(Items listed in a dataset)

________

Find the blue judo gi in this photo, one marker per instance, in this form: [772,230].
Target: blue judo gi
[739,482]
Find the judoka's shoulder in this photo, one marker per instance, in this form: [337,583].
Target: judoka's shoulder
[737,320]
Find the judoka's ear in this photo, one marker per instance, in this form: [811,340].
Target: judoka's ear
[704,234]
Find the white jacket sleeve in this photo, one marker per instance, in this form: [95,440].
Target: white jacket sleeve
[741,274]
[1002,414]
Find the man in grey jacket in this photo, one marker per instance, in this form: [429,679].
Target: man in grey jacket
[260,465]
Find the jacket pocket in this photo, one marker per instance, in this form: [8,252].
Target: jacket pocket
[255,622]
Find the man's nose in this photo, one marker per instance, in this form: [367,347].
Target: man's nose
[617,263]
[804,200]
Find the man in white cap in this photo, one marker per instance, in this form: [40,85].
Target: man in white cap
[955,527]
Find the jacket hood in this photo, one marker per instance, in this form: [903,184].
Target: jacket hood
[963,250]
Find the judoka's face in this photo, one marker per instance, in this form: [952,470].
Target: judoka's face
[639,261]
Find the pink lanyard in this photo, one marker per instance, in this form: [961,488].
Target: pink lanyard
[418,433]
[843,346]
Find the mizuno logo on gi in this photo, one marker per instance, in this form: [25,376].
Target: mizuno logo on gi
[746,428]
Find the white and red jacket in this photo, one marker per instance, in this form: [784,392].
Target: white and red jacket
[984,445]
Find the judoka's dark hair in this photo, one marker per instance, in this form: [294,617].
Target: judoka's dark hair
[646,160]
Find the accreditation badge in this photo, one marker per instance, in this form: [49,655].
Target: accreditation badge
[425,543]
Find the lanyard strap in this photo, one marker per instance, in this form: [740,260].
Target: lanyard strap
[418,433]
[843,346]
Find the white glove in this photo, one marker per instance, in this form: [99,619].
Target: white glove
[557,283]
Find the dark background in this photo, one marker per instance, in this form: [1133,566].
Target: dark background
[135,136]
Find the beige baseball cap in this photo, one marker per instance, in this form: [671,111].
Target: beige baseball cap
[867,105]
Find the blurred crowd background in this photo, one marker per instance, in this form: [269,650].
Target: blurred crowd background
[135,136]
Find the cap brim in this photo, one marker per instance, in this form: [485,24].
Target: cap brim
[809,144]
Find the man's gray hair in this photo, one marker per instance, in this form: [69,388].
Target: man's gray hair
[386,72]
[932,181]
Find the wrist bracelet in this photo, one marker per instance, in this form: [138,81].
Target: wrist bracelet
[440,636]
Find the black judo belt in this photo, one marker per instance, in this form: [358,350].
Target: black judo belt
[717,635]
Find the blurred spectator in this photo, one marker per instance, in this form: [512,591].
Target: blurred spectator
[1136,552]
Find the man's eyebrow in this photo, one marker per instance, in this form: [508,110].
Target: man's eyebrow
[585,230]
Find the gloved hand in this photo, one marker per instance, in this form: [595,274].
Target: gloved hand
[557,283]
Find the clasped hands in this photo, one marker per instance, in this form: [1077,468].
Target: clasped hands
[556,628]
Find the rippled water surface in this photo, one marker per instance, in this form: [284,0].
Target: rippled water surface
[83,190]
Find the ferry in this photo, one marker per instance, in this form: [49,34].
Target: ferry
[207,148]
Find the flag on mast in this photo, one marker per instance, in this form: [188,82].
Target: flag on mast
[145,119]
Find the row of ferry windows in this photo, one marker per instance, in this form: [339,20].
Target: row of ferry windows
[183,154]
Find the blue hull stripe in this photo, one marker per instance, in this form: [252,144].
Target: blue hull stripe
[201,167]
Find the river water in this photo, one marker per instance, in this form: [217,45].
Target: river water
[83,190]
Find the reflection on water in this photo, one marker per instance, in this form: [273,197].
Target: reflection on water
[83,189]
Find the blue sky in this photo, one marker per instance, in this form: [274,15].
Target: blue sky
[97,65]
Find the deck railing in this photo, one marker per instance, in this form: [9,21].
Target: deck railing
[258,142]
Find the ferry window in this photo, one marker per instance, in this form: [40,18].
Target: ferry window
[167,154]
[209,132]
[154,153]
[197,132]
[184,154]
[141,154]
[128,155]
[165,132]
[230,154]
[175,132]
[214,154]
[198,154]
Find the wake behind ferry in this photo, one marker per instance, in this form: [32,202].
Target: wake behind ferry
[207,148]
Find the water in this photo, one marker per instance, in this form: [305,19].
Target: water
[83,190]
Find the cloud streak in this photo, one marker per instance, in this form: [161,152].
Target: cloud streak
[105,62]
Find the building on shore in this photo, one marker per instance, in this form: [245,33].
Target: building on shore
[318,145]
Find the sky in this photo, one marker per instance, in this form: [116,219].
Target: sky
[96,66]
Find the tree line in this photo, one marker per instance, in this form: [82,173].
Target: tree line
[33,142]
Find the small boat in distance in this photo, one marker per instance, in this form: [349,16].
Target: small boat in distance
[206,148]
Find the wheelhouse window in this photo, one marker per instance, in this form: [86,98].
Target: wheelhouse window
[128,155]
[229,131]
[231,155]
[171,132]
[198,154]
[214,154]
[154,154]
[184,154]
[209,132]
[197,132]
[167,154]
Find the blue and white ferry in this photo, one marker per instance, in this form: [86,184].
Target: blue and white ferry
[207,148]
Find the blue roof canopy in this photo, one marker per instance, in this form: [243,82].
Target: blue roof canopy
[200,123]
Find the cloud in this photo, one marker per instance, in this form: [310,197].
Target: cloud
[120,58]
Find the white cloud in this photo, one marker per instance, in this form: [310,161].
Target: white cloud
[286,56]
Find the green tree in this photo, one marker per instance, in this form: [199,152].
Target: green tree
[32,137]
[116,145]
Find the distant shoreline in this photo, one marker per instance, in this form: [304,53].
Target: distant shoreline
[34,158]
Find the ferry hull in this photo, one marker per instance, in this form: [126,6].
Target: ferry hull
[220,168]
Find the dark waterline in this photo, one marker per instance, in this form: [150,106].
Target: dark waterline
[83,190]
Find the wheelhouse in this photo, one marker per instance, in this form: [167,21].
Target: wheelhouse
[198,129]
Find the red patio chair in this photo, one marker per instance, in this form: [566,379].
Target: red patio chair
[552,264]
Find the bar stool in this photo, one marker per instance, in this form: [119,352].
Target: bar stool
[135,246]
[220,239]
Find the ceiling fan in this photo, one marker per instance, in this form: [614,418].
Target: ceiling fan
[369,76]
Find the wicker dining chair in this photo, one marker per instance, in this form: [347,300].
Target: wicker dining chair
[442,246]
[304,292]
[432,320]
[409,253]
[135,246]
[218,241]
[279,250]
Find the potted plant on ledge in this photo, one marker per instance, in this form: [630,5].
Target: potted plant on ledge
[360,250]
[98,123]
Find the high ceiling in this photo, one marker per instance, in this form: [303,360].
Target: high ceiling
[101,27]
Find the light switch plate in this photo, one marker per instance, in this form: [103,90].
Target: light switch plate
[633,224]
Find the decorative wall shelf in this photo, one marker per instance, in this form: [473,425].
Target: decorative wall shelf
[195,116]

________

> _Problem description_
I would like you to return every entry exactly, with nothing changed.

> _Output_
Find the blue judo gi in this photo, one marker per instance, in this form: [772,230].
Target: blue judo gi
[739,482]
Find the judoka's shoulder in this photo, one marker per instance, in this form: [337,583].
Target: judoka's shoulder
[737,320]
Find the judoka's ear in this photo, one marker per instance, in this form: [811,340].
Target: judoka's ear
[704,234]
Find the white jacket sleeve in this photo, one marker per instance, in this form: [95,440].
Target: white jacket sleeve
[741,274]
[1002,414]
Find the man in grey jacket in this photo, one marker per instance, in this form: [429,679].
Target: man in grey jacket
[260,465]
Find the jacket pocket in this photo, one marker per instance, in this form: [8,252].
Target: jacket pocket
[255,622]
Find the man's nose in this photo, one marker per instance, in this form: [367,347].
Target: man's nose
[617,263]
[804,200]
Find the man in white cap in this photo, one marker per instance, in this form: [40,85].
Target: man in white cap
[955,527]
Find the jacket hood in this photo, one marker per instance, in this form: [903,184].
Target: jacket hood
[963,250]
Find the judoka's face in this photo, one marker per instance, in this form: [952,470].
Target: judoka's face
[639,261]
Find the pink lanyard in this photo, one marker per instance, in this form: [961,488].
Target: pink lanyard
[418,433]
[843,346]
Find the mizuno logo on gi in this photo, one marker per instance, in this form: [25,376].
Target: mizuno logo on gi
[746,428]
Find the white and red jacket in this photo, one marker per instance, in this form: [784,392].
Target: white and red jacket
[984,445]
Find the judoka's dark hair in this photo, one marker per instance, in this form: [294,617].
Target: judoka's dark hair
[646,160]
Find the accreditation badge in this photo, one marker per instance, in this form: [49,655].
Target: accreditation badge
[425,543]
Find the lanyard strap in this photo, one marker per instance, in this form: [740,260].
Target: lanyard strap
[418,433]
[843,346]
Find the white glove in this photo, one marker per instance, in this form: [99,619].
Target: white glove
[557,283]
Find the dark background in this photo, one marker per instance, in this form: [1133,566].
Target: dark background
[135,136]
Find the beige baseball cap in this photo, one marker per instance, in this form: [671,111].
Target: beige baseball cap
[867,105]
Find the blurred crowd background in this photo, one marker per instance, in this form: [269,650].
Target: blurred crowd background
[135,136]
Find the cap brim in this photo, one marker per instance, in this form: [485,24].
Target: cap brim
[809,144]
Find the man's gray hair in this photo, one marker per instance, in this form: [69,388].
Target: man's gray hair
[386,72]
[932,181]
Find the wrist bracelet in this photo, one marker per instance, in this form: [138,81].
Target: wrist bracelet
[440,636]
Find the black judo belt in this photo, one marker per instance, in this form: [358,350].
Target: black judo belt
[717,635]
Find the blurred spectator in this photo, one marker per instance, in this form: [512,591].
Target: blurred spectator
[1136,552]
Find the man's eyebrow in this photo, one marker per instance, in this form: [508,110].
Target: man's eyebrow
[585,230]
Find the gloved hand in this photo, one marker per instance, in this form: [595,274].
Target: gloved hand
[557,283]
Find the clasped hands in this photo, one marker per instance, in this form: [1077,468].
Target: clasped hands
[556,628]
Find the rippled water surface in this photo, one marker per instance, in this form: [284,0].
Target: rippled water surface
[83,190]
Find the ferry in this photo, one marker per instance, in this form: [49,34].
Target: ferry
[207,148]
Find the flag on mast in this photo, one marker per instance, in this form: [188,82].
Target: flag on mast
[145,119]
Find the row of ferry windows in this photo, one marker per instance, in this form: [339,20].
Target: row of ferry windows
[183,154]
Find the blue hull stripe in this photo, one marker per instance, in this form: [252,144].
Target: blue hull stripe
[201,167]
Find the river water in this photo, one marker per instance, in this form: [217,45].
Target: river water
[83,190]
Find the reflection on water in this photo, one marker per instance, in this form: [273,197].
Target: reflection on water
[83,189]
Find the blue sky in this photo, one marker per instance, in this form: [274,15].
Target: blue sky
[97,65]
Find the deck railing in this photo, one marker per instance, in this form: [9,21].
Target: deck railing
[258,142]
Find the ferry window in this photo, one marker per instance, in this form: [40,18].
Target: ferry window
[167,154]
[209,132]
[154,153]
[197,132]
[184,154]
[141,154]
[128,155]
[165,132]
[230,154]
[175,132]
[214,154]
[198,154]
Find the wake behind ferry in this photo, one marker per instance, in this form: [32,202].
Target: wake behind ferry
[207,148]
Find the water in this photo, one marker per instance, in this form: [305,19].
Target: water
[83,190]
Find the cloud streak in this photo, one marker per instance, in this form: [161,152].
Target: cloud streak
[105,62]
Find the building on shore in this photo, one marker per instance, in this form: [245,33].
Target: building on shore
[318,145]
Find the sky in this photo, one marker per instance, in this form: [116,219].
Target: sky
[96,66]
Find the tree line in this photo, one marker per instance, in this form: [82,173].
Target: tree line
[33,142]
Find the small boat in distance in this photo, one marker per instance, in this form: [349,16].
Target: small boat in distance
[206,148]
Find the wheelhouse window in this photo, one marker per instance, in this form: [86,98].
Target: wheelhouse window
[128,155]
[229,131]
[231,155]
[171,132]
[198,154]
[214,154]
[154,154]
[184,154]
[209,132]
[197,132]
[167,154]
Find the blue and white ferry in this photo, one marker per instance, in this form: [86,184].
Target: blue and white ferry
[207,148]
Find the blue roof canopy in this photo, one marker per instance, in this form: [243,82].
Target: blue roof canopy
[200,123]
Find the cloud in this photo, one marker per instance, in this form: [310,197].
Target: cloud
[120,58]
Find the white cloud in this photo, one marker per instance, in this form: [310,161].
Target: white cloud
[286,56]
Find the green tree in this photo, one marker per instance, in this form: [199,152].
Target: green tree
[32,137]
[116,145]
Find the distant shoreline in this photo, one marker per instance, in this form: [304,53].
Target: distant shoreline
[34,158]
Find the ferry hull in this photo, one marker per instance, in this form: [126,6].
Target: ferry hull
[220,168]
Find the dark waterline in this photo, one marker per instance, in this form: [150,106].
Target: dark waterline
[83,190]
Find the wheelhouse in this photo, one marker per instance, in this form: [167,21].
Target: wheelhouse
[198,129]
Find the red patio chair in this photo, one marker per instance, in this form: [566,379].
Target: red patio chair
[552,264]
Find the bar stool in this photo, one marker per instance, in this form: [119,352].
Target: bar stool
[135,246]
[220,239]
Find the ceiling fan in this photo, one marker per instance, in this form: [614,418].
Target: ceiling fan
[369,76]
Find the wicker dining chair in this photo, one marker per instance, in this form: [347,300].
Target: wicker dining chair
[442,246]
[304,292]
[432,320]
[409,253]
[135,246]
[218,241]
[279,250]
Find the potted plant on ledge in this photo, one marker per instance, in this form: [630,5].
Target: potted plant on ledge
[360,250]
[98,123]
Find the high ceiling in this photo, one marker per instance, in this form: [303,360].
Target: high ceiling
[101,27]
Find the light switch plate in this photo, one marker per instance, in this form: [103,90].
Target: light switch plate
[633,224]
Find the decorative wall shelf in this photo, one marker per instance, in this form: [473,425].
Target: decorative wall shelf
[195,116]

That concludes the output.